> [WRITTEN TASK 1]:
From the forum thread on ENT-style vivs below, return the stretch from "## terryTHEfrog (Oct" through "on the website." word for word.
--- Start DOCUMENT SECTION ---
# Where can I get an ENT style viv from



## Taodao (Oct 9, 2007)

I am trying to change over from habistat type vivs to ENT type for darts. 
Where do people get theirs from?
I have contacted rainforest vivs but they only do collection only and travel alone would be about the same cost as 1 viv.
I have considered self build but would still need to obtain the moulding etc for doors etc.
Any suggestions would be welcome
Thanks


----------



## Terrarium Supplies (May 12, 2012)

Mate, give Dale a call, he now delivers throughout the UK for only £20.00. His vivs are top notch!

Amphibian vivaria - DMS Vivaria

Got one delivered yesterday and he's a great guy. He's also on Facebook.

https://www.facebook.com/DmsVivaria


----------



## ronnyjodes (Apr 29, 2011)

Seconded. I've heard nothing but positive things about Dales vivs and the quality is superb in that they don't leak and the doors fit perfectly.


----------



## Terrarium Supplies (May 12, 2012)

Here's the viv, *it's huge* and very good quality. Dale even used bespoke mesh and drilled holes for misting pipes free of charge.


----------



## grizzlymonkyboy (Jan 15, 2011)

Terrarium Supplies said:


> Mate, give Dale a call, he now delivers throughout the UK for only £20.00. His vivs are top notch!
> 
> Amphibian vivaria - DMS Vivaria
> 
> ...


 
i agree with Terrarium on this one i also got tanks from Dale are there super, good quality great value. also he will make to the size you want i got 3 at 30wx45dx60h 

if you want i can get some pics


----------



## ronnyjodes (Apr 29, 2011)

Terrarium Supplies said:


> Here's the viv, *it's huge* and very good quality. Dale even used bespoke mesh and drilled holes for misting pipes free of charge.
> 
> image


That looks a big bugger James. What are the dimensions on it?


----------



## Terrarium Supplies (May 12, 2012)

It's 50x50x100 Jon


----------



## terryTHEfrog (Oct 21, 2012)

There better prices then a used exo terra !!!


----------



## Cornish-J (Sep 4, 2011)

anyone know where he's based? Can't seem to find out his location on the website.


----------



## Terrarium Supplies (May 12, 2012)
--- End DOCUMENT SECTION ---
--- Start INPUT ---
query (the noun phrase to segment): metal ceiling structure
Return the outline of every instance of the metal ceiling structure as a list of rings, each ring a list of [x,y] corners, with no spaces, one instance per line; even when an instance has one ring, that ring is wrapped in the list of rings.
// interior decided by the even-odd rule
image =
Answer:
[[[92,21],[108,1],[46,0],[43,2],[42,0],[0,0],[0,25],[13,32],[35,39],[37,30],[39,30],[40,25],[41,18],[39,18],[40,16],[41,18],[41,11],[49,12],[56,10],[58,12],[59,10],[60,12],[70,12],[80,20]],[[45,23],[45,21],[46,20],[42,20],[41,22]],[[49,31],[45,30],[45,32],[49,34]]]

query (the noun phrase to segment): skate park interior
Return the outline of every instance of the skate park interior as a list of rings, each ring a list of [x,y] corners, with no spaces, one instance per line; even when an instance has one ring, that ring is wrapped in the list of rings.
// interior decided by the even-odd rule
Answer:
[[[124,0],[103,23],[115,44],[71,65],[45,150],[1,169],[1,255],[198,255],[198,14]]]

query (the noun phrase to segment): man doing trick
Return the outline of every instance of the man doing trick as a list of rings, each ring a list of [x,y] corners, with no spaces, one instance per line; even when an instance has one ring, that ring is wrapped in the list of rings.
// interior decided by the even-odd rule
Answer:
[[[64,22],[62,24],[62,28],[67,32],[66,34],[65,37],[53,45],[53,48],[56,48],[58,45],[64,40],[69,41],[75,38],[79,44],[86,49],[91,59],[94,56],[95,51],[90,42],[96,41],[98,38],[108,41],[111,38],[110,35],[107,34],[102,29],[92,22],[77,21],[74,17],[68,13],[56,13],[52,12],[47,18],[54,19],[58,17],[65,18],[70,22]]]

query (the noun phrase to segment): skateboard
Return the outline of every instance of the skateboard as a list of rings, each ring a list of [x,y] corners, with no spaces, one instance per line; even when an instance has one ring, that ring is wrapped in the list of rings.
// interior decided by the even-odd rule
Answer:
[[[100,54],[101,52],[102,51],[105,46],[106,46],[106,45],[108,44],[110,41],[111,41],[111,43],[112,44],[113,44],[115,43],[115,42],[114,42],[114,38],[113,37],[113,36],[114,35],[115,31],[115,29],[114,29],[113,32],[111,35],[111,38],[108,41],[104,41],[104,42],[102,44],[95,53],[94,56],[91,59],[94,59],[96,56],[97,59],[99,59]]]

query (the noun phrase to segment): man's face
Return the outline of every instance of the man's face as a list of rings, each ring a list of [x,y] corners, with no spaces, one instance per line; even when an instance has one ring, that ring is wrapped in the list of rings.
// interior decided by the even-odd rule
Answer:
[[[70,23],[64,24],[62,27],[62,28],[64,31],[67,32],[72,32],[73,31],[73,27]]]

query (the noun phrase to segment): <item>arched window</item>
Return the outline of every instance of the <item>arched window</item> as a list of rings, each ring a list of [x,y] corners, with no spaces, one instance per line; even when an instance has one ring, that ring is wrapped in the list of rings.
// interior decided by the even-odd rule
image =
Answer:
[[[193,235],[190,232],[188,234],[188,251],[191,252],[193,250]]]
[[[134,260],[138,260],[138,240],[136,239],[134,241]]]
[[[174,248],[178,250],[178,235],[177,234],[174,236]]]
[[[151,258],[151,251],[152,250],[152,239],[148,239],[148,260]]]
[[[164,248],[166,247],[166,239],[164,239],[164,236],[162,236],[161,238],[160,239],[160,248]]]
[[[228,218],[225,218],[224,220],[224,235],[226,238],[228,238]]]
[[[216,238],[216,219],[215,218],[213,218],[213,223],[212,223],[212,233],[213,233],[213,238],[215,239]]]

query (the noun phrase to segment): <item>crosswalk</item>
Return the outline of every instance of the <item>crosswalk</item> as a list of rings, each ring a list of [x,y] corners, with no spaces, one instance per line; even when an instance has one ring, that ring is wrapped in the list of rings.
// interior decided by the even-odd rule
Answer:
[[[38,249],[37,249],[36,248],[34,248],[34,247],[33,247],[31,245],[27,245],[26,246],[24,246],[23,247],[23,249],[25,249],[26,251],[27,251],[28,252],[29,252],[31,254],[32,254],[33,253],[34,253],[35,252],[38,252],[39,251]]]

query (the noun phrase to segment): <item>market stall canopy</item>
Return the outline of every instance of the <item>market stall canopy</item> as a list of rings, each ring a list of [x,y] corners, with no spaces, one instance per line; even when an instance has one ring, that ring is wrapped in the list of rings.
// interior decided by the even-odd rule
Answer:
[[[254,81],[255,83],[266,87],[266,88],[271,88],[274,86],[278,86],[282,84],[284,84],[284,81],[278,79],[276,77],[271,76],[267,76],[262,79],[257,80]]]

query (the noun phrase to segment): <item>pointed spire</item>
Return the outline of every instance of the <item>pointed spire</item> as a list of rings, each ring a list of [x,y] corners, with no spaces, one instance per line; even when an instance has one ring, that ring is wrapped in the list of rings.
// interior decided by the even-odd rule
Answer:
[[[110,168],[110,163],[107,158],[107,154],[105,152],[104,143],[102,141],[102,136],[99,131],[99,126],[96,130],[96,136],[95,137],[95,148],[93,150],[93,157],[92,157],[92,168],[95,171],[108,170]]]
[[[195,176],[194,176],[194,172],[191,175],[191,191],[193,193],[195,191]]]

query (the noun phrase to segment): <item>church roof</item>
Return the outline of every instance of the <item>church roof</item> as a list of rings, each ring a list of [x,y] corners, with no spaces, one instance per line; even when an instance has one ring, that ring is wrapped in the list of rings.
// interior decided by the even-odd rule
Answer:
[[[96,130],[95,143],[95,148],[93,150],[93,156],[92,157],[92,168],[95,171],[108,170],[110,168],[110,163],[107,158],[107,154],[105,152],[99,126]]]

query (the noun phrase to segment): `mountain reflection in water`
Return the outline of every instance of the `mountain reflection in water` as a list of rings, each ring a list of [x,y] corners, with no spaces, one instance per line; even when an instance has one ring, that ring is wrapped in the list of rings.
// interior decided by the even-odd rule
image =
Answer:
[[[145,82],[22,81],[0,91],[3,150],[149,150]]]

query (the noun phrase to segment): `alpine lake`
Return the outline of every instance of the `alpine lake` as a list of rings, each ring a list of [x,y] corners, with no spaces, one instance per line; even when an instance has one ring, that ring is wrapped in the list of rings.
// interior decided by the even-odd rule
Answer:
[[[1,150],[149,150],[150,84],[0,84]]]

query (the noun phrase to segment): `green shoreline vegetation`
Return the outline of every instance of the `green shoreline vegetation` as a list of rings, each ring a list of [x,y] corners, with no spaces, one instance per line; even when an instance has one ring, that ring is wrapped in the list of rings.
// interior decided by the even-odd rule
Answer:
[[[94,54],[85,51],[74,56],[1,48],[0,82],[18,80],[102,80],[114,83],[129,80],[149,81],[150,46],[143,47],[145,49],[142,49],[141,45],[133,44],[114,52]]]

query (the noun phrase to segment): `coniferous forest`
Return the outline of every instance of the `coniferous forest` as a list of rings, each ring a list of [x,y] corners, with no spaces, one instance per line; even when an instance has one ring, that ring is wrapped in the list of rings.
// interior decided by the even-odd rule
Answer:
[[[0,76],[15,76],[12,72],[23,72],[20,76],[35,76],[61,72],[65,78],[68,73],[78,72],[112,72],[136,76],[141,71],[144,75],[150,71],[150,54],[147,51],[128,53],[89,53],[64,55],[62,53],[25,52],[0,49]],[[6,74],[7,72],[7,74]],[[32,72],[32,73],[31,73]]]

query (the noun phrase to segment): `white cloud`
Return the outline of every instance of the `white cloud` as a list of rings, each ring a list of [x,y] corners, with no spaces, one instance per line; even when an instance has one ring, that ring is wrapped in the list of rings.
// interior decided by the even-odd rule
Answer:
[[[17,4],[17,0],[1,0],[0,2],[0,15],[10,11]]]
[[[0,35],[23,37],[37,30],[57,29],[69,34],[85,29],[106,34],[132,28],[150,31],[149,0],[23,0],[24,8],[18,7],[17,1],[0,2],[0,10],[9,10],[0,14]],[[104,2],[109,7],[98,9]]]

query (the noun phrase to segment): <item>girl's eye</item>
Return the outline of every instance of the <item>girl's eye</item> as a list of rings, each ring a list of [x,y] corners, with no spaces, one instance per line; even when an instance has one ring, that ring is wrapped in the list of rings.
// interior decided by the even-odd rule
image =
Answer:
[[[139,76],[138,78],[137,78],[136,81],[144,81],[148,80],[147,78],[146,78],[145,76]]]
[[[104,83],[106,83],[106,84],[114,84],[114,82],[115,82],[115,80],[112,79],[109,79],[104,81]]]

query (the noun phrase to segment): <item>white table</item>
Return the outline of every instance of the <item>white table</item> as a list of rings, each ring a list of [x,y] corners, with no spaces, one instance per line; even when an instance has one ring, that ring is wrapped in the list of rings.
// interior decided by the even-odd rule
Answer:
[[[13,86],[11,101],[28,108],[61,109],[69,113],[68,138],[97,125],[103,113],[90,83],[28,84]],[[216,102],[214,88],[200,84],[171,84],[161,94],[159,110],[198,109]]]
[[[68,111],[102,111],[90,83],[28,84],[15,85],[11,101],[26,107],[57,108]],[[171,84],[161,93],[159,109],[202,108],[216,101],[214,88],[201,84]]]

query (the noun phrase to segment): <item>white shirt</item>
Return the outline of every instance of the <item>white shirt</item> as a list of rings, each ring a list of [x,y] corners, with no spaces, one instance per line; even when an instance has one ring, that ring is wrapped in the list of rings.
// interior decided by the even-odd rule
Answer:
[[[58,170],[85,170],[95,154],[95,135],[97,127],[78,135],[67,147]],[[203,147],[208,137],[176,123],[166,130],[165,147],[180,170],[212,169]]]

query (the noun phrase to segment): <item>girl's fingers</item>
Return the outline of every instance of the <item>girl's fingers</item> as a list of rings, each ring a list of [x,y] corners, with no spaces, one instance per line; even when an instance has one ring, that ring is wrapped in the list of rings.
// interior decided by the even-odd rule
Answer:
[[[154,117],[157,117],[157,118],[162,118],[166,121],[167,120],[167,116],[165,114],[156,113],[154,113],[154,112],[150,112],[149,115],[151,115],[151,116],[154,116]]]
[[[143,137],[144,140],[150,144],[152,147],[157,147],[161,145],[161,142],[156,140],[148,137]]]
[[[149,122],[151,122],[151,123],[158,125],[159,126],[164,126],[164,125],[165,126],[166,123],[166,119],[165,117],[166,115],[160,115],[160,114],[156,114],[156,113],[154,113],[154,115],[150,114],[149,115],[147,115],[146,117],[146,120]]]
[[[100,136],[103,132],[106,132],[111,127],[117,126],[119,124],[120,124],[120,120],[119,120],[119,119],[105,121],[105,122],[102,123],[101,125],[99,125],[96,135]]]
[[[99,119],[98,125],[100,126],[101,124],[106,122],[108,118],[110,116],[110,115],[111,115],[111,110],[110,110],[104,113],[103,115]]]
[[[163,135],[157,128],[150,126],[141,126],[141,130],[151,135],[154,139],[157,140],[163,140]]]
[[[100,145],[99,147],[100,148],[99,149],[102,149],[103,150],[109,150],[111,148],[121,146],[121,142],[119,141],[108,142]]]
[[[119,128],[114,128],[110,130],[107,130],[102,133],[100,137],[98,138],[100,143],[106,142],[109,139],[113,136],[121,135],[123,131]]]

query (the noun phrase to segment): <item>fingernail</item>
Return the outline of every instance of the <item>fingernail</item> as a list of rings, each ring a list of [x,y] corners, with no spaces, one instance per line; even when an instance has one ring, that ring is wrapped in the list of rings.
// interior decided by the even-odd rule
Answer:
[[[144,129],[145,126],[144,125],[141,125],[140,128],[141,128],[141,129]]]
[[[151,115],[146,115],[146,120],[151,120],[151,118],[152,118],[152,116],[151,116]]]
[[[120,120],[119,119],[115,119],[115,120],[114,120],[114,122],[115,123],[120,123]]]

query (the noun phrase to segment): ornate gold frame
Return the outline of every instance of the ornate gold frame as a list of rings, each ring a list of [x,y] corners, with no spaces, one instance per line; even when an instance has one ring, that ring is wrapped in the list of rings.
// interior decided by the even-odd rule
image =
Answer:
--- End INPUT ---
> [WRITTEN TASK 2]:
Retype, character for character, the stretch of the entries from the line that contains "query (the noun phrase to segment): <item>market" through the line that contains "Return the outline of every instance of the <item>market", including both of those lines.

> [FULL ANSWER 1]:
## terryTHEfrog (Oct 21, 2012)

There better prices then a used exo terra !!!


----------



## Cornish-J (Sep 4, 2011)

anyone know where he's based? Can't seem to find out his location on the website.

> [FULL ANSWER 2]:
query (the noun phrase to segment): <item>market stall canopy</item>
Return the outline of every instance of the <item>market stall canopy</item> as a list of rings, each ring a list of [x,y] corners, with no spaces, one instance per line; even when an instance has one ring, that ring is wrapped in the list of rings.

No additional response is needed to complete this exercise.